>> START Excerpted text

2nd Amendment, Scalia and what the Founders meant: Commas, Common Sense and Justice. The question is how to interpret the comma after 'free state.'

it is simply amazing that progressives recognize that every other amendment that says the people is an individual right but somehow the second isnt according to them.
They know they can lie faster than we can disprove them.
They know they can prey upon the emotions of the ignorant.
They know the state cannot have a monopoly on force as the citizenry remains armed.

They are exactly the people the 2nd Amendment was created to protect us from.
 
Is it clear language?

I posted a website that has the debates of the Founding Fathers that says that "bear arms" is synonymous with "render military service" and "militia duty."

In fact different versions of the future 2A had different wording too.

June 8th 1789

"but no person religiously scrupulous of bearing arms shall be compelled to render military service in person."

August 17th 1789

"but no person religiously scrupulous shall be compelled to bear arms."

August 24th 1789

"but no one religiously scrupulous of bearing arms shall be compelled to render military service in person."

So, they went back and forth with this, using "render military service" and "bear arms" to mean the same thing.

>> END Excerpted text

• _Set problem 1_
In the text on the Second Amendment, which date goes with the wording "but no person religiously scrupulous shall be compelled to bear arms"?
• _Set problem 2_
Reproduce the text on the Second Amendment, starting with "They know the state" and going on through "it clear language?".

>> START Extracted records

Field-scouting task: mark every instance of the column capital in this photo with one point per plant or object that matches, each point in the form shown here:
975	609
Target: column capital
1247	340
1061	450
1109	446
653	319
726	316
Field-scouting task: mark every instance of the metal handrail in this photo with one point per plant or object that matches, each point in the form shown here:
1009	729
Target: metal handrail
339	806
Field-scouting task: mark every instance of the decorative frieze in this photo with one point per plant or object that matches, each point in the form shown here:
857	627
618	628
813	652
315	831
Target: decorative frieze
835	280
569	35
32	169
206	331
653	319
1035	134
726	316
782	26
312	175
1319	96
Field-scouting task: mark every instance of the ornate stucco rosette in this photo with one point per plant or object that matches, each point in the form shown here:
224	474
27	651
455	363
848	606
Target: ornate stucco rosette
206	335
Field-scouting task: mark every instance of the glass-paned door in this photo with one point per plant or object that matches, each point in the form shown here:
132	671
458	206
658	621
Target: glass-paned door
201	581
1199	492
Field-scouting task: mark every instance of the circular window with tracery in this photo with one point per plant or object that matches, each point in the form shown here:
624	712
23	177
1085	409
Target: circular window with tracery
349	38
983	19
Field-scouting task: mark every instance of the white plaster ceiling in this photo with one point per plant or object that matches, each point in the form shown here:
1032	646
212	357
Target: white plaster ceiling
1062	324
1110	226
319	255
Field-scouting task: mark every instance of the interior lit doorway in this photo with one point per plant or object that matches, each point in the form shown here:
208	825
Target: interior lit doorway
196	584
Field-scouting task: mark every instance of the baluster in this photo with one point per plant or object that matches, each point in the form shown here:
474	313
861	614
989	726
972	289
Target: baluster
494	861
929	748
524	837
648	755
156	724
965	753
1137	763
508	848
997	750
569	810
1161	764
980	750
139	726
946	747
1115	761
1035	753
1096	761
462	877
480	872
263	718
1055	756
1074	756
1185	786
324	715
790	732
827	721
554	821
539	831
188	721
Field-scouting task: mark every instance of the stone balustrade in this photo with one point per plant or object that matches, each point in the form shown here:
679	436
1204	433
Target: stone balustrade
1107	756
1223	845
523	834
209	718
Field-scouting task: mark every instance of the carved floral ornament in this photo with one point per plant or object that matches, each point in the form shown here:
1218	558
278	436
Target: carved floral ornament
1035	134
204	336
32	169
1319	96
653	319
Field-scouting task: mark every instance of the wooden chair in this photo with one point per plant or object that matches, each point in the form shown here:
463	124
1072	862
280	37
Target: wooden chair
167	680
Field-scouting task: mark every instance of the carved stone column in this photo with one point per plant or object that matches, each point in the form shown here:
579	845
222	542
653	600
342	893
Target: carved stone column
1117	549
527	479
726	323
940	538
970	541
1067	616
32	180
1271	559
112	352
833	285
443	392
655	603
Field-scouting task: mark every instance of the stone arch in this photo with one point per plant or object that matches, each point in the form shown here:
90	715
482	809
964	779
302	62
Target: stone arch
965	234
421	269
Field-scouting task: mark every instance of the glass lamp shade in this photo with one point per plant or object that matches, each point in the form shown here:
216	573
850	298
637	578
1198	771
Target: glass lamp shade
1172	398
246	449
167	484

>> END Extracted records
>> START Extracted records

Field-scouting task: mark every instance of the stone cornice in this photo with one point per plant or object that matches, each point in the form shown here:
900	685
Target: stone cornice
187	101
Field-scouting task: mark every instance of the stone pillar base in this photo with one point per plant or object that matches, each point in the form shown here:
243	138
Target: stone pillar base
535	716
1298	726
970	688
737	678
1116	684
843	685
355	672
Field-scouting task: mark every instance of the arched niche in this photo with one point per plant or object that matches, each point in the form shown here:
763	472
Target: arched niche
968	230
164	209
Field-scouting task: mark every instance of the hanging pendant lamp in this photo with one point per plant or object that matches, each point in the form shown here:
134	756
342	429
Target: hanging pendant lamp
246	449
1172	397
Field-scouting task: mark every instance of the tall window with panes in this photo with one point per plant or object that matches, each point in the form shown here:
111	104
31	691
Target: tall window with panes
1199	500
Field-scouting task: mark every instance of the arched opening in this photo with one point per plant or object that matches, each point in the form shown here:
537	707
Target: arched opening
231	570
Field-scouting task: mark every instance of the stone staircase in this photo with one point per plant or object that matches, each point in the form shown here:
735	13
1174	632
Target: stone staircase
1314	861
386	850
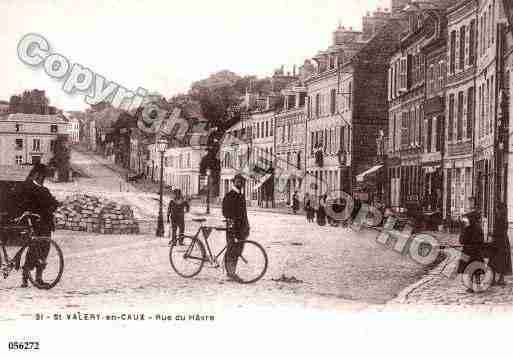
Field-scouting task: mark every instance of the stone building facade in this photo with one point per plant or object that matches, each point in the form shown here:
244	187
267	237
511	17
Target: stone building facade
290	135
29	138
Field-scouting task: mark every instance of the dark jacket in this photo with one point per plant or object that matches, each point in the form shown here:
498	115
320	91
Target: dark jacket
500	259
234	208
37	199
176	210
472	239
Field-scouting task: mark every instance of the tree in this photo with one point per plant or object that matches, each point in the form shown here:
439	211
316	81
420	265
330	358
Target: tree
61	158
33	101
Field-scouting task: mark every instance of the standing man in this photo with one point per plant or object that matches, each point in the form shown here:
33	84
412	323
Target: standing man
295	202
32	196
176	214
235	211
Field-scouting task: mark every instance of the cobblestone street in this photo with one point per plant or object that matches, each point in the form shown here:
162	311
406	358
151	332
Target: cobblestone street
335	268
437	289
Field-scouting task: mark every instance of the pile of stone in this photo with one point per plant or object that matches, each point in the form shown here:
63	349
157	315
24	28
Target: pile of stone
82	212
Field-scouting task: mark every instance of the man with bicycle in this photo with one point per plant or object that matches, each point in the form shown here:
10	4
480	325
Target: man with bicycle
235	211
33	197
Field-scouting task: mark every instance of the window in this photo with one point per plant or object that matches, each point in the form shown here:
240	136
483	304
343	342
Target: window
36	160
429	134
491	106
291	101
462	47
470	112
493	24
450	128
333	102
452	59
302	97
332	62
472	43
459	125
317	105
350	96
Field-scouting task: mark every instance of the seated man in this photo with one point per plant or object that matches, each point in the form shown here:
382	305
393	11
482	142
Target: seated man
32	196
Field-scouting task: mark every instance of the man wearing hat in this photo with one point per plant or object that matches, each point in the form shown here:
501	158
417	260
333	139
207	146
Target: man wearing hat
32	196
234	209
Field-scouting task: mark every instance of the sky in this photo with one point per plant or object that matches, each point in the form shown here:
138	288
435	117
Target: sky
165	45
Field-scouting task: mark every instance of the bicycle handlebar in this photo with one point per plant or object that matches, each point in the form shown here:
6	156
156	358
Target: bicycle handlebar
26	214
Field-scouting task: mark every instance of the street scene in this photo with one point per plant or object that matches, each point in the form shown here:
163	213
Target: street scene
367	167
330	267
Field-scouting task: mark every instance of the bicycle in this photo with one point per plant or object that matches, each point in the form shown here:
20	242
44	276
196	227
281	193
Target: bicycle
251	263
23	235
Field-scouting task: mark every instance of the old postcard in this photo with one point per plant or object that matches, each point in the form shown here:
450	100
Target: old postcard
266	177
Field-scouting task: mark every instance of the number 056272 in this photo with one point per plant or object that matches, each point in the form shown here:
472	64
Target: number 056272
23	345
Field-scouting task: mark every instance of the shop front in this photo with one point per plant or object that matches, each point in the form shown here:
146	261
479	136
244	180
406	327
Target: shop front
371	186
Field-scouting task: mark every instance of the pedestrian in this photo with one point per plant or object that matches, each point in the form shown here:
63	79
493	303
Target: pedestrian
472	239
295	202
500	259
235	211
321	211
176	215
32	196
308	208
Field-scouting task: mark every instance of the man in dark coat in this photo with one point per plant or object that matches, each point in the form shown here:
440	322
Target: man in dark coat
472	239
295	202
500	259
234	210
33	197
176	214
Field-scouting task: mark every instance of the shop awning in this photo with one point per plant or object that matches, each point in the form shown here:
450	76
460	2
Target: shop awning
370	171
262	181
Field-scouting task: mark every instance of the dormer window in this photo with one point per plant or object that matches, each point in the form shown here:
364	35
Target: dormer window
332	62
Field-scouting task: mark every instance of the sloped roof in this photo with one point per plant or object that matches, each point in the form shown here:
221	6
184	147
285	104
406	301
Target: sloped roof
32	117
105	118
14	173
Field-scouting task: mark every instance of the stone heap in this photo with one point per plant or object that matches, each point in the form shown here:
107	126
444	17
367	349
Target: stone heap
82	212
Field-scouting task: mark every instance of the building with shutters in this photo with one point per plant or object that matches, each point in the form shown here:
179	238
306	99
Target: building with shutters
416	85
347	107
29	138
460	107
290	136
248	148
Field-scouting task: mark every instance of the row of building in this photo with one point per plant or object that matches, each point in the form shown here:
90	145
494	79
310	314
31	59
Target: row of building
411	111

>> END Extracted records

• _Result 1_
August 17th 1789

• _Result 2_
They know the state cannot have a monopoly on force as the citizenry remains armed.

They are exactly the people the 2nd Amendment was created to protect us from.
 
Is it clear language?